***** Record excerpts *****

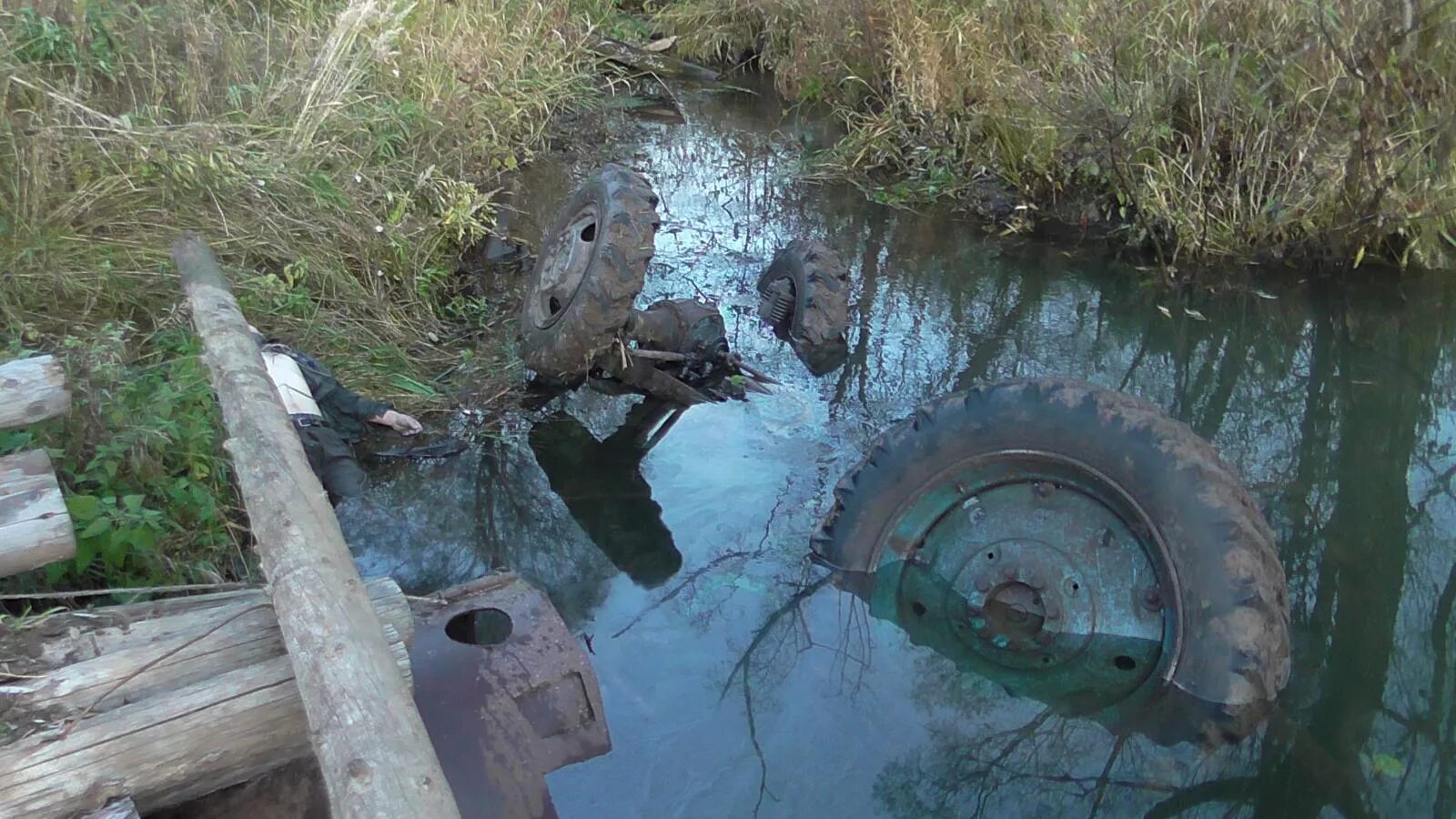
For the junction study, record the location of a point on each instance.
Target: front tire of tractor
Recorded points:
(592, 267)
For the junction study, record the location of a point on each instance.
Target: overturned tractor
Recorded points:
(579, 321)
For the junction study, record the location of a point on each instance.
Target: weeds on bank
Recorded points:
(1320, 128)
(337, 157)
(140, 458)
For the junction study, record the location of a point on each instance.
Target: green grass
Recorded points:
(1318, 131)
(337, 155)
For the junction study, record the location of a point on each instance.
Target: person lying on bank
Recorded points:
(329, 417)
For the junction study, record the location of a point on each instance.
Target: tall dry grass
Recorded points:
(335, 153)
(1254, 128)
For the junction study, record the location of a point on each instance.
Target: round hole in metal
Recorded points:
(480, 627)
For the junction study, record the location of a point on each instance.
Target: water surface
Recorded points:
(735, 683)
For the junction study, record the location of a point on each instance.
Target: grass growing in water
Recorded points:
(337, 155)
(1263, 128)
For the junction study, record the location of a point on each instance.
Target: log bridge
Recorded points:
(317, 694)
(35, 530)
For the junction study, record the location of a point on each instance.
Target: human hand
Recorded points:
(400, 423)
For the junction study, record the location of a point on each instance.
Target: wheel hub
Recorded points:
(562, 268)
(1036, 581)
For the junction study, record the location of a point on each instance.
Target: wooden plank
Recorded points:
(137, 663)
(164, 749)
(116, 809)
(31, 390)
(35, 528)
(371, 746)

*****
***** Record excerpts *****

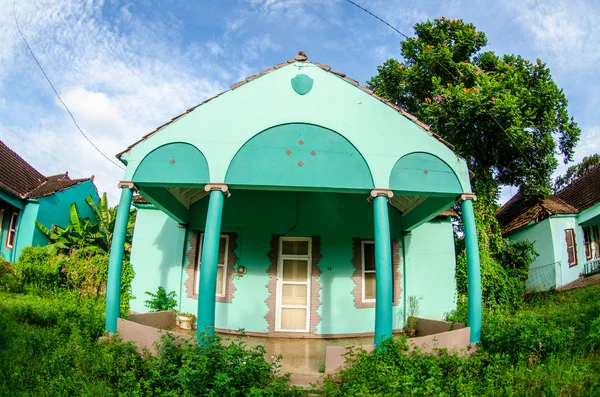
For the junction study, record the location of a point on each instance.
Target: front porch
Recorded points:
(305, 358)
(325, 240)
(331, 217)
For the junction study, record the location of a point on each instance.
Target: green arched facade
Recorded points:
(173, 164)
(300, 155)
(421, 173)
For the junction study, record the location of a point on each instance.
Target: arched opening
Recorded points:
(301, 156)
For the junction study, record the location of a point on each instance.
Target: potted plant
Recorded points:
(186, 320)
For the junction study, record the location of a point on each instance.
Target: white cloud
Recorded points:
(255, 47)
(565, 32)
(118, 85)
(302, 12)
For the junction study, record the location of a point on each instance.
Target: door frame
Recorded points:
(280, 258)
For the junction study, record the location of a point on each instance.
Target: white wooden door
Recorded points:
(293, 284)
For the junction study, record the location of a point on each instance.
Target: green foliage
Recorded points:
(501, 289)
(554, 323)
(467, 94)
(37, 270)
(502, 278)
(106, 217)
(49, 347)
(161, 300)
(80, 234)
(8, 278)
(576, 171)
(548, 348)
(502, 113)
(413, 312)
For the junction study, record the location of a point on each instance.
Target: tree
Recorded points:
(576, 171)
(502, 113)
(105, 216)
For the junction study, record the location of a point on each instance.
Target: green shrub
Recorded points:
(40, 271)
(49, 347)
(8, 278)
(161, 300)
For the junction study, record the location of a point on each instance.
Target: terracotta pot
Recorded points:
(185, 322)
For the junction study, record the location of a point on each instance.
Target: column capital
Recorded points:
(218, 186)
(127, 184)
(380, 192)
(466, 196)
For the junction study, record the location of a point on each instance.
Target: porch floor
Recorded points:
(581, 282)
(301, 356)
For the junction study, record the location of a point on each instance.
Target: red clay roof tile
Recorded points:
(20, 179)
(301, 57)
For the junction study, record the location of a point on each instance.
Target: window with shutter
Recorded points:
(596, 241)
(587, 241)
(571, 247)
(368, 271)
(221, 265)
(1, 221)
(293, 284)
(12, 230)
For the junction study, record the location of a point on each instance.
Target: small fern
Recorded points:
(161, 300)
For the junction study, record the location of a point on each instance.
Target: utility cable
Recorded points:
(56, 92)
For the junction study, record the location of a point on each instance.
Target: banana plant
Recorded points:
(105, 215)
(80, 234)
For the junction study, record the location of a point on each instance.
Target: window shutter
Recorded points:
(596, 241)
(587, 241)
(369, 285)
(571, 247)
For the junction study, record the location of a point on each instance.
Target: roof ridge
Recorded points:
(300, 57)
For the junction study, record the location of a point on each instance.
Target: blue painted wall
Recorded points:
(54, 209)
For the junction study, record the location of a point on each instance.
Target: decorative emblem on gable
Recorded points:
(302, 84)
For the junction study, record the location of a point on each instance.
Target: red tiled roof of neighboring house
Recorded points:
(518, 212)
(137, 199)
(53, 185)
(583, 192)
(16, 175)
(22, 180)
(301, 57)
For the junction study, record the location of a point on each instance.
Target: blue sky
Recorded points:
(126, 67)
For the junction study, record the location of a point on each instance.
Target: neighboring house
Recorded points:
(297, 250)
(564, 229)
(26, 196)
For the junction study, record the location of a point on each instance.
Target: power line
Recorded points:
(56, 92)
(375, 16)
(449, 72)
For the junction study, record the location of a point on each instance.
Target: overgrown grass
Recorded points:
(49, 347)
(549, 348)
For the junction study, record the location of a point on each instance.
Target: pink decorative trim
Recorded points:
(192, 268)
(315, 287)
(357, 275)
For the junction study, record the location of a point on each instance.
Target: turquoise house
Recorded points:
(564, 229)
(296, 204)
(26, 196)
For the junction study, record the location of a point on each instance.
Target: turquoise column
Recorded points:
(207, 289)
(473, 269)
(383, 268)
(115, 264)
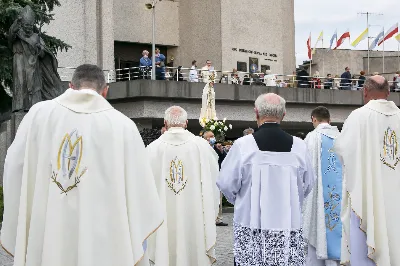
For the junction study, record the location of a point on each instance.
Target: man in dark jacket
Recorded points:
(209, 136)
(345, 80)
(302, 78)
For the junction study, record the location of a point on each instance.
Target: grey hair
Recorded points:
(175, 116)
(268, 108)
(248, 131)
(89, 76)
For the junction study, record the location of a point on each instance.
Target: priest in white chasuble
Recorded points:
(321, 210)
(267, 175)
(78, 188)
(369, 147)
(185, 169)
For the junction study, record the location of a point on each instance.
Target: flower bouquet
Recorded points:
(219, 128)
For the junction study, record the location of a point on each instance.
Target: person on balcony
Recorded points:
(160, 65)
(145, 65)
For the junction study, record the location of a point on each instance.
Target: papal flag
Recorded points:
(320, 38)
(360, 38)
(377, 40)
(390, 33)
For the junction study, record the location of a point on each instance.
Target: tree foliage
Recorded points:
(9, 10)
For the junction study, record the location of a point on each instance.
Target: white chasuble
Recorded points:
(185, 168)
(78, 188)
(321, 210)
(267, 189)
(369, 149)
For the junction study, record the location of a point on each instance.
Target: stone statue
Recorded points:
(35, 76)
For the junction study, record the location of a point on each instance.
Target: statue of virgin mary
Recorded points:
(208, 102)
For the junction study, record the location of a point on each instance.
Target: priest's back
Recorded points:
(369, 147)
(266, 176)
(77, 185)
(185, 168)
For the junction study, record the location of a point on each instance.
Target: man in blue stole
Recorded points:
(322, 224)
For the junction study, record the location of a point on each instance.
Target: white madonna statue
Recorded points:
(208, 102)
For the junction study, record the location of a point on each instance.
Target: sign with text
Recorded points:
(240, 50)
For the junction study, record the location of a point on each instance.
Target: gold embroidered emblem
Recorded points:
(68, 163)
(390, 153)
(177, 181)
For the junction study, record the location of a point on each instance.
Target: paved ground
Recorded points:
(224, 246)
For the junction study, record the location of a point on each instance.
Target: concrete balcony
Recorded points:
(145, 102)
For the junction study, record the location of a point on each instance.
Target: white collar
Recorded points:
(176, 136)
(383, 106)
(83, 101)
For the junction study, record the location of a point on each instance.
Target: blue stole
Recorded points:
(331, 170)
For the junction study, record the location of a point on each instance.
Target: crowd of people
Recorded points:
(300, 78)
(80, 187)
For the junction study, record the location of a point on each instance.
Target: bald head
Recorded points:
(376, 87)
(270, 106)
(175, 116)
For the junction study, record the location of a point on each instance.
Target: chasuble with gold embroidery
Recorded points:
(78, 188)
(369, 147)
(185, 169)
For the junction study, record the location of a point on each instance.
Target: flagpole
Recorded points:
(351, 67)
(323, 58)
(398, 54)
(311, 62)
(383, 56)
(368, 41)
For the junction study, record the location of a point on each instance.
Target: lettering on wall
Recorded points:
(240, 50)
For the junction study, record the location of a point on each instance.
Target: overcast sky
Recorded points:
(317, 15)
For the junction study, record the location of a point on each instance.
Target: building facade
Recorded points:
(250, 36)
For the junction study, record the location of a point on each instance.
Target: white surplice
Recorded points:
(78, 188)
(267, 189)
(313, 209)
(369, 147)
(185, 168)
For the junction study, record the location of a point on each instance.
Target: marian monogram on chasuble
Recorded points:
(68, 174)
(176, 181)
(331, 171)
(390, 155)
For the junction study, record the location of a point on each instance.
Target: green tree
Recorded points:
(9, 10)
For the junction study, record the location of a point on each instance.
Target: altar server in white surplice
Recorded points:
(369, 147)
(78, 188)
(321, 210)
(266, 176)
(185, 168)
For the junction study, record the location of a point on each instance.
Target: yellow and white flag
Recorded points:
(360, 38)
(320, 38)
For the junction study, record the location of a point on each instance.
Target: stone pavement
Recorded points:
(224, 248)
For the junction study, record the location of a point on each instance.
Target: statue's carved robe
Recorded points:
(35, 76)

*****
***** Record excerpts *****

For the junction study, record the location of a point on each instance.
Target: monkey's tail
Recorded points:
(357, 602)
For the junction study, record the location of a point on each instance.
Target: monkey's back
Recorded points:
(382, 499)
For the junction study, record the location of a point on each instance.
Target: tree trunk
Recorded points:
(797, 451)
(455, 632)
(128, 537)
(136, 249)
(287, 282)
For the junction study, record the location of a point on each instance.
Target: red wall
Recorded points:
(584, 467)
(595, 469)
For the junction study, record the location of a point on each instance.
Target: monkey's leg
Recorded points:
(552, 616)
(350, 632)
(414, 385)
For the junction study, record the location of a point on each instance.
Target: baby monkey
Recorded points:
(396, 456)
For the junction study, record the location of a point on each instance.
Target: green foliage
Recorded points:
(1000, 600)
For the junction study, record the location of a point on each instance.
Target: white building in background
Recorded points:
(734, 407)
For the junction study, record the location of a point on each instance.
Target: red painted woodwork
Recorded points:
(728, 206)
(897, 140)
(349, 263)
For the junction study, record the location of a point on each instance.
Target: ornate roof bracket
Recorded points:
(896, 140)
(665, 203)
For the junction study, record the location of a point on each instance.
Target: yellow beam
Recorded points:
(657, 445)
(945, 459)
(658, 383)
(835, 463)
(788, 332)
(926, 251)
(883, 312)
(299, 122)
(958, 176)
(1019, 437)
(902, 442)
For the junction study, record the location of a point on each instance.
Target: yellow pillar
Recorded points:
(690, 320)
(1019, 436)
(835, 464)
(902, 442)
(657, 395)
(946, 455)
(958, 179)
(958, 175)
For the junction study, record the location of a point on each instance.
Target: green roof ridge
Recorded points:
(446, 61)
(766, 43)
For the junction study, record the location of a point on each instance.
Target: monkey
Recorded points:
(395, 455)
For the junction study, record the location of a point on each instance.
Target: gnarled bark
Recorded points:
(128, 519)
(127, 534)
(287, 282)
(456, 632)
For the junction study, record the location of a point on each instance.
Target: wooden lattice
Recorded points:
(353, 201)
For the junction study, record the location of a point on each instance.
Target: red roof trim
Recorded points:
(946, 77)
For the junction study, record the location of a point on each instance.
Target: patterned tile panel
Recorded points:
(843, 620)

*****

About this task -> Lines that hold "statue" are the ones to copy, so pick each out from the data.

Written solution ->
Target: stone statue
Target: statue of virgin mary
Target: white madonna statue
Target: statue's carved robe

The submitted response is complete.